╭─ Text
November 8, 1991

Ms. Susan W. Hicks
Technical Manager
Federal Government Division
AICPA
1455 Pennsylvania Ave., NW
Washington, DC 20004-10007

Re: Refund of insurance premium File No. L-1-717 (Your letter of October 31, 1991)

Dear Ms. Hicks:

You asked us under what conditions an insurance premium paid by a federally-insured credit union to the National Credit Union Share Insurance Fund (NCUSIF) is refundable.

The National Credit Union Administration (NCUA) insures all federally-chartered credit unions and many state-chartered credit unions through the NCUSIF. See ~201 of the FCU Act, 12 U.S.C. 1781. In order to be granted and maintain its federal charter, an FCU must maintain insurance through the NCUSIF. See ~~201 and 206 of the FCU Act. You note that the FCU Act addresses the proportional reduction of an NCUSIF premium for a state-chartered, federally insured credit union when the credit union substitutes NCUSIF insurance with insurance from another source (see Sections 206(a)(2) and 206(d)(3)), but that the FCU Act does not address premium refunds for FCUs or for NCUSIF-insured, state chartered credit unions if they wish to terminate insurance altogether. FCUs can not remain FCUs without NCUSIF insurance. Therefore, a premium reduction pursuant to Section 206(d)(3) of the FCU Act is inapplicable to FCUs. If an FCU converted its charter to a state-chartered credit union, it could then convert from NCUSIF insurance to insurance from another source (if state law did not require NCUSIF insurance) and get a proportionate reduction in its premium pursuant to Section 206(d)(3). A state-chartered, NCUSIF insured credit union that decides to drop insurance altogether will continue to be insured by the NCUSIF for one year after the effective date of insurance termination and remains liable for premiums while so insured. (See Section 206(d)(1) of the FCU Act.) Therefore, a rebate of an insurance premium would not be available. Of course, the requirements of Part 708 of the NCUA Rules and Regulations (12 C.F.R. 708) must be met by any credit union terminating NCUSIF insurance.
╰─
- Task to carry out:
Condense the paragraph of the letter above that begins "The National Credit Union Administration (NCUA) insures" into a short bulleted list that keeps its main facts.
╭─ Supplied information
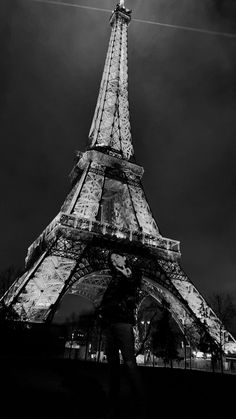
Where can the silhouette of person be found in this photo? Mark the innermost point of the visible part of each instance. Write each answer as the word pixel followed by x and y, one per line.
pixel 117 314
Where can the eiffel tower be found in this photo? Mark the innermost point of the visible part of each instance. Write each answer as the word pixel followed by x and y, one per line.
pixel 107 210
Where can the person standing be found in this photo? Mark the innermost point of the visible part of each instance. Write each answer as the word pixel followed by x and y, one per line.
pixel 117 315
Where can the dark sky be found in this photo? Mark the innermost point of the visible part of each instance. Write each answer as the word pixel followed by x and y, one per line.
pixel 182 101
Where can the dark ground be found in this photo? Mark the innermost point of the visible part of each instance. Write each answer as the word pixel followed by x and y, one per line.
pixel 37 382
pixel 37 387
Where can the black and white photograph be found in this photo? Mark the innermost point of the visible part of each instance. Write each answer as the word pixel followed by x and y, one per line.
pixel 118 208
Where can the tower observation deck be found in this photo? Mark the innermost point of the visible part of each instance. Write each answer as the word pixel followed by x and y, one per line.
pixel 107 210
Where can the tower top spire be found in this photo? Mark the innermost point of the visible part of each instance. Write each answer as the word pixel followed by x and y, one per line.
pixel 110 130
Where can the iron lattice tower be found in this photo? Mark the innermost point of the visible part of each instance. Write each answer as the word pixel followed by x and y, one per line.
pixel 106 209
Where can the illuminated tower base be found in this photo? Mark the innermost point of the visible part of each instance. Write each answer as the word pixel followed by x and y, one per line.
pixel 106 210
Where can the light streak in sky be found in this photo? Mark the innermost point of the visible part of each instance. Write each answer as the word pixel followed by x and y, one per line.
pixel 150 22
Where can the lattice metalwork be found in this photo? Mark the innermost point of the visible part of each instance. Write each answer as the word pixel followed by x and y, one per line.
pixel 43 288
pixel 87 204
pixel 144 215
pixel 91 286
pixel 198 305
pixel 111 123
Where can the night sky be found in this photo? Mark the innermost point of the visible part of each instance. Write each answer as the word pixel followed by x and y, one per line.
pixel 182 95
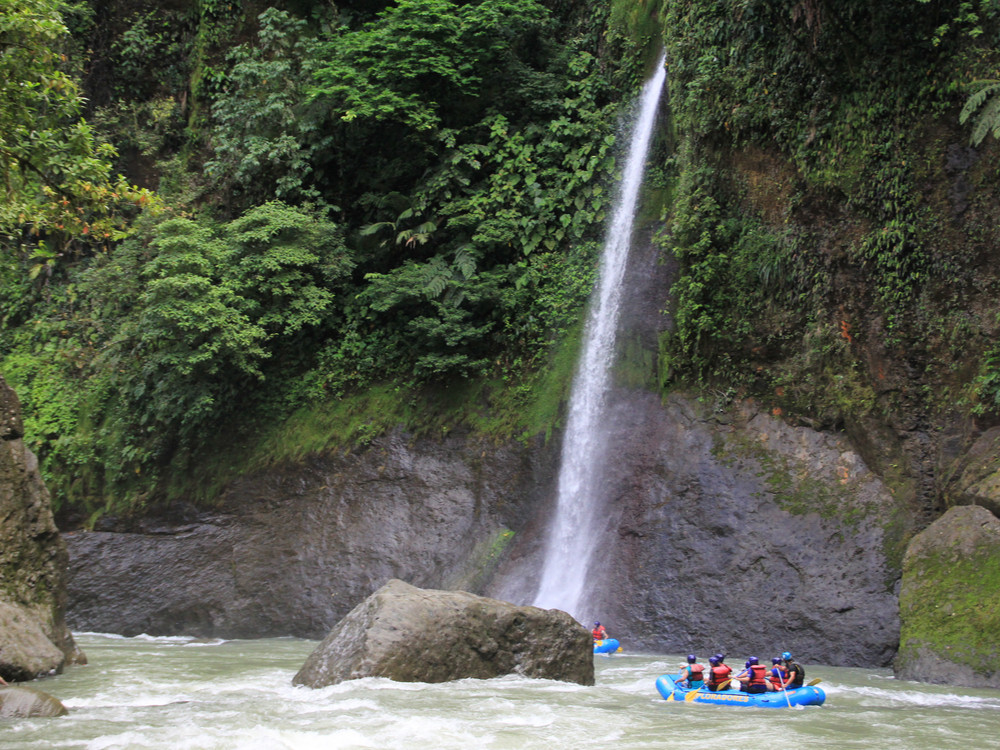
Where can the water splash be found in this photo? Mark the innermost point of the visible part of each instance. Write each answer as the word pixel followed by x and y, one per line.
pixel 574 534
╰─
- Solved exercise:
- The NCUA insures all federally chartered credit unions and many state-chartered ones through the NCUSIF (Section 201 of the FCU Act, 12 U.S.C. 1781).
- An FCU must keep NCUSIF insurance to be granted and keep its federal charter (Sections 201 and 206).
- The FCU Act provides a proportional premium reduction when a state-chartered, federally insured credit union replaces NCUSIF insurance with insurance from another source (Sections 206(a)(2) and 206(d)(3)).
- The Act does not address refunds for FCUs or NCUSIF-insured state-chartered credit unions that end insurance altogether.
- FCUs cannot remain FCUs without NCUSIF insurance, so the Section 206(d)(3) reduction does not apply to them.
- An FCU that converts to a state charter could then switch to insurance from another source, if state law does not require NCUSIF insurance, and get the proportionate reduction under Section 206(d)(3).
- A state-chartered, NCUSIF-insured credit union that drops insurance altogether stays insured by the NCUSIF for one year after termination takes effect and owes premiums during that time (Section 206(d)(1)), so no premium rebate is available.
- Any credit union ending NCUSIF insurance must meet Part 708 of the NCUA Rules and Regulations (12 C.F.R. 708).